Work order 1:
Answer these questions using the passage on Australian investment:
(a) What share of GDP did mining investment reach in 2012?
(b) What portion of the slide did the central bank chief tell international investors in February had already happened?
(c) By how much did average weekly earnings rise in 2016?
Work order 2: List every phrase that appears inside quotation marks in the passage on Australian investment.
Work order 3: Please carry on the passage on Australian investment from its last sentence.

Given passage:

The investment freeze-up highlights how reliant Australian capitalism has become on mining and mining-related financial activity since the turn of the century, primarily driven by China’s economic expansion.
Mining investment in Australia soared from 2 percent of gross domestic product (GDP) in the early 2000s to 9 percent in 2012, and has now plunged back to just above 3 percent. Over the same period, non-mining investment dropped as a share of GDP from about 12 percent to around 9 percent.
In a speech on Wednesday, Reserve Bank of Australia governor Philip Lowe conceded that non-mining investment has suffered “significant spill-over effects” from the mining slump. The results undercut his previous claim that “economic headwinds” from the unwinding of the mining boom would soon “blow themselves out.” The central bank chief told international investors in February that 90 percent of the slide had already happened.
Capital Economics chief economist Paul Dales said the new statistics left “question marks hanging over hopes that non-mining investment will soon rise significantly.” Dales said the figures were disappointing because iron ore and coal prices recovered somewhat during 2016. The results suggested that even if prices remain higher, businesses would “pocket the money rather than boost capex (capital expenditure).”
Dales further noted that the Reserve Bank has also counted on higher wages growth to boost the economy. But this week’s wages figures showed continued record low growth. Average weekly earnings rose just 1.6 percent in 2016, barely above the official consumer price index rise of 1.5 percent.

Point location data:
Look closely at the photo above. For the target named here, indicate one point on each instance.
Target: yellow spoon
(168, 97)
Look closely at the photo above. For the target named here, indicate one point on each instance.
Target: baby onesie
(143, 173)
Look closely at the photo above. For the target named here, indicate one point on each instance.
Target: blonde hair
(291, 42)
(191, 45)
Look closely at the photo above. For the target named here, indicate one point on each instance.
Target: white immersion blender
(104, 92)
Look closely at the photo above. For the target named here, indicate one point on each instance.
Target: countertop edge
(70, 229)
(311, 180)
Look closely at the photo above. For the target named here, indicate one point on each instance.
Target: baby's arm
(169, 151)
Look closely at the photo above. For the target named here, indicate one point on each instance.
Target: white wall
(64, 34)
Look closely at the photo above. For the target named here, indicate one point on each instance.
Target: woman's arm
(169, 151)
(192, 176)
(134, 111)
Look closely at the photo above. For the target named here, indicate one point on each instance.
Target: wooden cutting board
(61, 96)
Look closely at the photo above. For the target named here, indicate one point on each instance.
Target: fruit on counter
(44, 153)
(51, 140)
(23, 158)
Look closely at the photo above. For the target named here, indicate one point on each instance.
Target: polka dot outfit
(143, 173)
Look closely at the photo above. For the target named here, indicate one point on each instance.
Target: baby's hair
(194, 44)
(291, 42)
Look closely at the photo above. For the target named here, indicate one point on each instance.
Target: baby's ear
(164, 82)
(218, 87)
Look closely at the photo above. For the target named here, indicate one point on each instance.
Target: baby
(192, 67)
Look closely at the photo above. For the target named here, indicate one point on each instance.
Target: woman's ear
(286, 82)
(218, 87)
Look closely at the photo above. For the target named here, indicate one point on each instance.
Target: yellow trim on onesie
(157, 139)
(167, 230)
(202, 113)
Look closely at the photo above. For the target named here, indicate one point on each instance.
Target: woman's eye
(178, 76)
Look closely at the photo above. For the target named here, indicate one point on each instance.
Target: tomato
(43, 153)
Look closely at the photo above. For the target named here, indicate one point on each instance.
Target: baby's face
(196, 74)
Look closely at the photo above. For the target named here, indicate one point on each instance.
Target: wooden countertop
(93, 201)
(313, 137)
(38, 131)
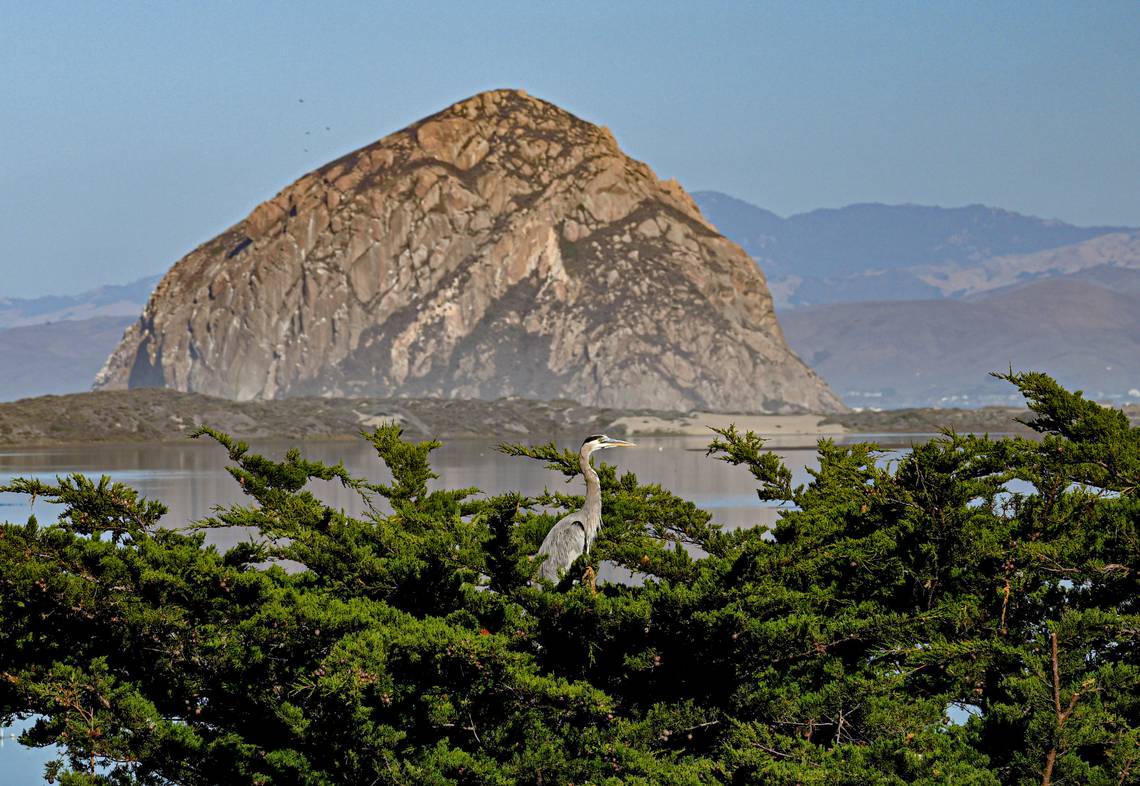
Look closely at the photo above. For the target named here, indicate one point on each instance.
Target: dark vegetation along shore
(168, 415)
(919, 621)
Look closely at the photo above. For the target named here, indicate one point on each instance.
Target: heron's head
(600, 442)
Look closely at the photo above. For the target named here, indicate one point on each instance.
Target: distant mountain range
(114, 300)
(903, 252)
(57, 343)
(912, 306)
(893, 305)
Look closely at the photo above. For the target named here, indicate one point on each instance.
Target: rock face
(499, 248)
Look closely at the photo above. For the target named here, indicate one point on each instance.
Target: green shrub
(994, 581)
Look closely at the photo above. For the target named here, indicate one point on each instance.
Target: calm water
(190, 479)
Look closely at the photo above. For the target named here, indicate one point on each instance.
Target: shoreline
(157, 415)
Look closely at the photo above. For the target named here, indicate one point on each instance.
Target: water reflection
(190, 477)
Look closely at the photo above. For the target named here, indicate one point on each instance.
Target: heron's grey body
(575, 533)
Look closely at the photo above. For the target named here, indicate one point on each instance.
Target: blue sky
(132, 131)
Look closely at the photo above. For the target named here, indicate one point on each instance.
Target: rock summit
(499, 248)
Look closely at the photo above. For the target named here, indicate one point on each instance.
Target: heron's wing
(562, 545)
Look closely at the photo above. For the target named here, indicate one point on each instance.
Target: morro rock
(499, 248)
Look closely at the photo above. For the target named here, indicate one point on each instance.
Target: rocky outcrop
(499, 248)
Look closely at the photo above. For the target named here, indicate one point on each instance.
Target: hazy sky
(132, 131)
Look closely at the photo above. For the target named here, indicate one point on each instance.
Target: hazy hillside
(902, 252)
(58, 357)
(921, 353)
(114, 300)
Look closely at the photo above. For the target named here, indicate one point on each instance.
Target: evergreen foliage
(966, 614)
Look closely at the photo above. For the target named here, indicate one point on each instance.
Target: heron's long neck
(593, 507)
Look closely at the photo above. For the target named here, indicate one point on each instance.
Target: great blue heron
(573, 534)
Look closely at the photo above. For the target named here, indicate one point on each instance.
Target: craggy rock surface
(499, 248)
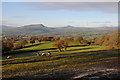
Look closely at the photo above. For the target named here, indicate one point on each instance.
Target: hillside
(39, 29)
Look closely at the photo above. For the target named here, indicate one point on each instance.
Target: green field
(27, 64)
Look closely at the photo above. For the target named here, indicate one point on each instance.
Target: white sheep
(9, 57)
(44, 54)
(49, 53)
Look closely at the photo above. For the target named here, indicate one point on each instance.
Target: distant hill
(42, 29)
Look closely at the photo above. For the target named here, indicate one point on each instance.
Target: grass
(39, 66)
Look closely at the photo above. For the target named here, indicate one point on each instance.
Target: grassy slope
(74, 57)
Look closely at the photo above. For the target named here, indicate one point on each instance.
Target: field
(65, 64)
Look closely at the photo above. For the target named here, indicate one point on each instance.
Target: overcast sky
(57, 14)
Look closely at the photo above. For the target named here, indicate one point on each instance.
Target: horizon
(58, 14)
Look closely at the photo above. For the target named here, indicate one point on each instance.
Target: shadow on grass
(103, 53)
(33, 45)
(27, 51)
(81, 49)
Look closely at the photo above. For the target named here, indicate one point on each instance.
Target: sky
(58, 14)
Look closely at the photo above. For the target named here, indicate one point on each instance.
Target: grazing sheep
(49, 53)
(38, 54)
(44, 54)
(9, 57)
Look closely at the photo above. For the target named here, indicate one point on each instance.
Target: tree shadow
(33, 45)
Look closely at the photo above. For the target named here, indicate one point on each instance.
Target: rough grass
(39, 66)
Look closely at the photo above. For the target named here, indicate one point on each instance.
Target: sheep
(49, 53)
(38, 54)
(44, 54)
(9, 57)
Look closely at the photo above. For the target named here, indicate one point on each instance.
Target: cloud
(19, 16)
(4, 22)
(102, 22)
(108, 7)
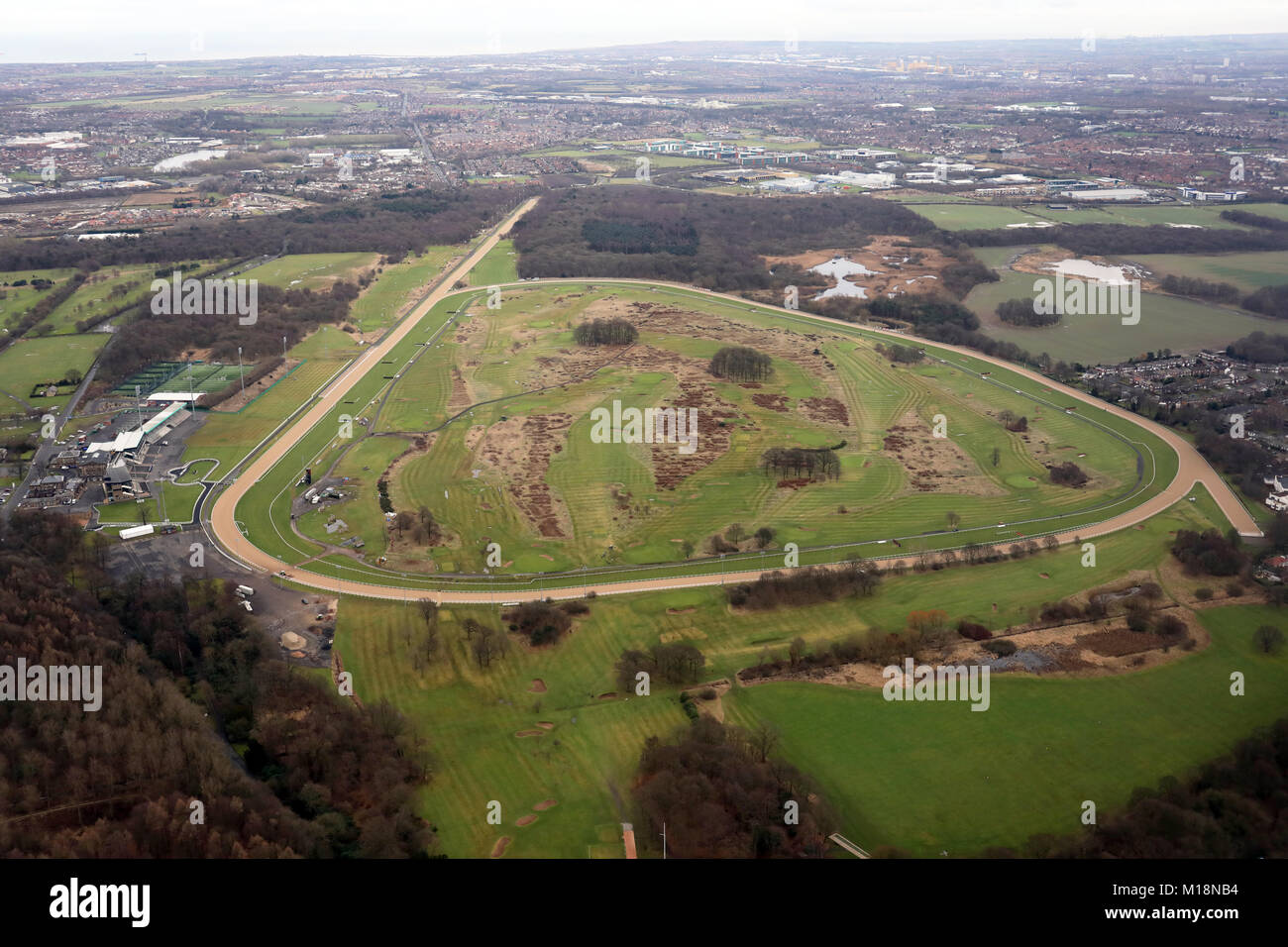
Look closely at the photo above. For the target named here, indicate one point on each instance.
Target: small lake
(838, 268)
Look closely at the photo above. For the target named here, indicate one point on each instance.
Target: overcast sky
(117, 30)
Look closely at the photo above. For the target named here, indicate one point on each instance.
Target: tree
(1269, 639)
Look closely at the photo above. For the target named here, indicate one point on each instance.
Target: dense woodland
(185, 678)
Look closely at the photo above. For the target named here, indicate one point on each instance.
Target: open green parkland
(925, 779)
(544, 732)
(477, 373)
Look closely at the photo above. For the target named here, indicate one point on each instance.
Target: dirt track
(1192, 468)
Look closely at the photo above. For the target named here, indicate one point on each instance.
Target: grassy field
(228, 436)
(609, 534)
(176, 502)
(911, 776)
(498, 265)
(967, 217)
(1181, 325)
(29, 363)
(398, 287)
(931, 777)
(312, 270)
(16, 300)
(1245, 270)
(874, 487)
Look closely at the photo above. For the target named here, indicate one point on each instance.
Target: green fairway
(497, 265)
(398, 289)
(228, 436)
(907, 776)
(312, 270)
(29, 363)
(617, 521)
(971, 217)
(1245, 270)
(16, 300)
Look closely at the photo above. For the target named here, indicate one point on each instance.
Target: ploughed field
(515, 454)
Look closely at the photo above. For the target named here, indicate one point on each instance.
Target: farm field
(29, 363)
(1245, 270)
(917, 775)
(914, 780)
(1181, 325)
(967, 217)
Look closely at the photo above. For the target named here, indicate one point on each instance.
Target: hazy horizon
(82, 33)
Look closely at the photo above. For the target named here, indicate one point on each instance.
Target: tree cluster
(721, 795)
(806, 586)
(678, 663)
(802, 463)
(1209, 553)
(741, 364)
(604, 333)
(185, 674)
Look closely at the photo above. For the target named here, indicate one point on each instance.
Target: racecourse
(223, 526)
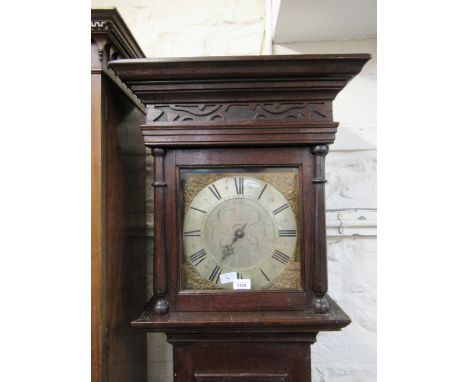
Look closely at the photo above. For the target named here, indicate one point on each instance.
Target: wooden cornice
(240, 79)
(239, 101)
(109, 23)
(112, 40)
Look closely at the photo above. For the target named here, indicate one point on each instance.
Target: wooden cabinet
(118, 207)
(232, 114)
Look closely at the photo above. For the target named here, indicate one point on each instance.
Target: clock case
(239, 111)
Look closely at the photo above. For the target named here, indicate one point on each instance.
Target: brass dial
(239, 224)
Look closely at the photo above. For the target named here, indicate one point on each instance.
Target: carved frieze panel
(308, 111)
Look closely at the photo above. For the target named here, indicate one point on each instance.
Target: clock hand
(238, 234)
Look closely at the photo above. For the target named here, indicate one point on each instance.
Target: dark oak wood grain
(117, 196)
(223, 112)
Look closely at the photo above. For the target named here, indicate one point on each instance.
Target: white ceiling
(323, 20)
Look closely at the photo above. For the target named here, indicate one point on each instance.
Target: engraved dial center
(239, 224)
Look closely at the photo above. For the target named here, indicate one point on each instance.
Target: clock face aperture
(239, 224)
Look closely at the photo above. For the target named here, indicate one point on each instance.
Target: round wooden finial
(320, 150)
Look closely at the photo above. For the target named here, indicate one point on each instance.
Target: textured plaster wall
(350, 355)
(236, 27)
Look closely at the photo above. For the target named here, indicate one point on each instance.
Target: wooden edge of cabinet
(108, 21)
(237, 67)
(306, 321)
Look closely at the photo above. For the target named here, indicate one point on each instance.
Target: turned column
(161, 305)
(319, 258)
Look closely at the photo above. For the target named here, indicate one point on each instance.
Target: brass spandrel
(285, 182)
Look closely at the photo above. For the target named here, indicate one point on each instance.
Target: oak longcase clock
(239, 147)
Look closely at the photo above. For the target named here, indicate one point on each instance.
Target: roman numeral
(281, 257)
(280, 208)
(198, 257)
(193, 233)
(196, 209)
(287, 232)
(215, 191)
(261, 192)
(215, 274)
(264, 274)
(239, 182)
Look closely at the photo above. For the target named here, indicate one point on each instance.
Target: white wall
(236, 27)
(182, 28)
(350, 355)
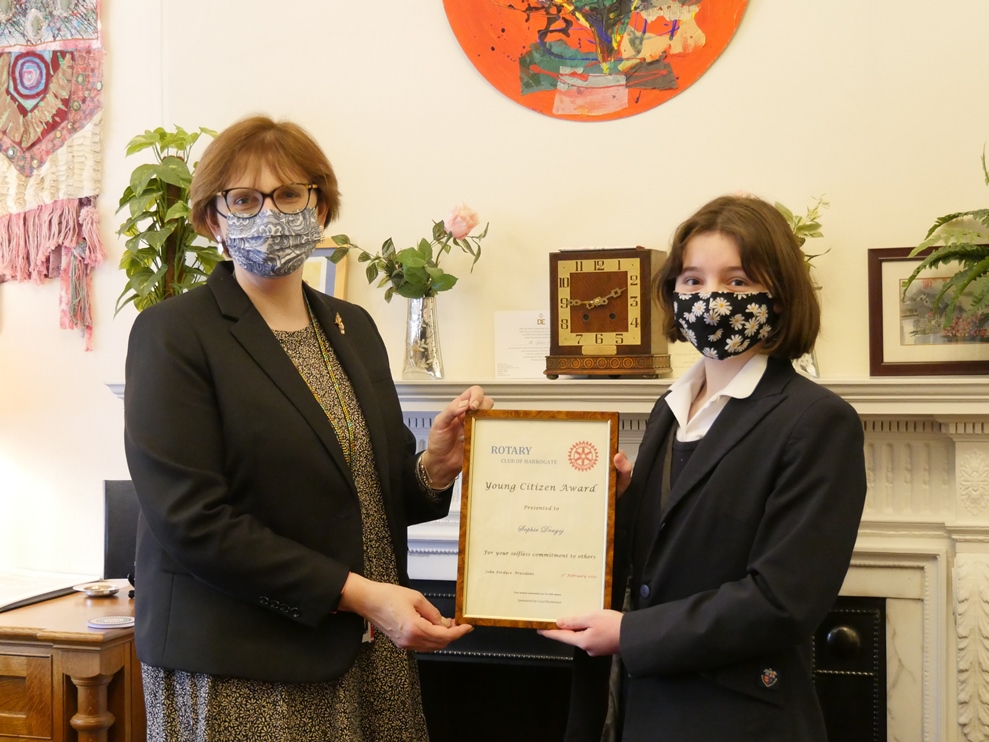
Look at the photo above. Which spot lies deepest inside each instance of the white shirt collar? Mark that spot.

Exercise output 1:
(a) 9 percent
(b) 90 percent
(c) 1.6 percent

Exercise output 2:
- significant spill-over effects
- economic headwinds
- blow themselves out
- question marks hanging over hopes that non-mining investment will soon rise significantly
- pocket the money rather than boost capex (capital expenditure)

Exercise output 3:
These results indicate that the recession gripping much of the country, outside the financial centres of Sydney and Melbourne, will persist. Despite record low official interest rates of 1.5 percent, the economy contracted by 0.5 percent in last year’s September quarter, and the result would have been worse except for a housing market bubble in these cities.
The latest fall in investment prompted global financial services firm UBS to cut its growth estimate for the December quarter from 1 percent to 0.7 percent, implying an annual growth rate of just 1.9 percent for 2016. This is far below the 3 percent forecasts on which the government has based its budget calculations.
Even that prediction will be shattered if the property market bubble and associated apartment construction boom unravels. In Wednesday’s speech, Reserve Bank governor Lowe warned of a “sobering combination” of record levels of household debt and slow wages growth.
“It is possible that continuing rises in indebtedness, partly as a result of low interest rates, increase the fragility of household balance sheets,” Lowe said. “If so, then at some point in the future, households, having decided that they had borrowed too much, might cut back consumption sharply, hurting the overall economy and employment.”
On Wednesday, in another symptom of the deepening destruction of manufacturing jobs, Coca-Cola Amatil, a partly-owned Australian subsidiary of the US giant, announced the closure of its bottling plants in South Australia. About 200 jobs will be eliminated, worsening the toll being produced by the closure of Australia’s auto assembly plants by Ford, General Motors and Toyota.
The investment statistics compound the perplexity in the ruling class over the fact that annual foreign direct investment inflows halved, to less than $30 billion, between 2013 and 2015. Turnbull’s government recently tried to use the foreign investment plunge to ramp up its campaign to slash the company tax rate from 30 to 25 percent over the next decade, and match the sweeping cuts to US corporate taxes promised by President Donald Trump.
The financial elite is demanding that Turnbull’s government deliver deep cuts to business taxes and social spending, especially welfare, health and education, as well as to workers’ wages and conditions, in order to stem the haemorrhaging of investment. The implementation of these demands will only fuel the already intense popular discontent and escalate the crisis of the government, which only holds a one-seat parliamentary majority following last July’s federal election.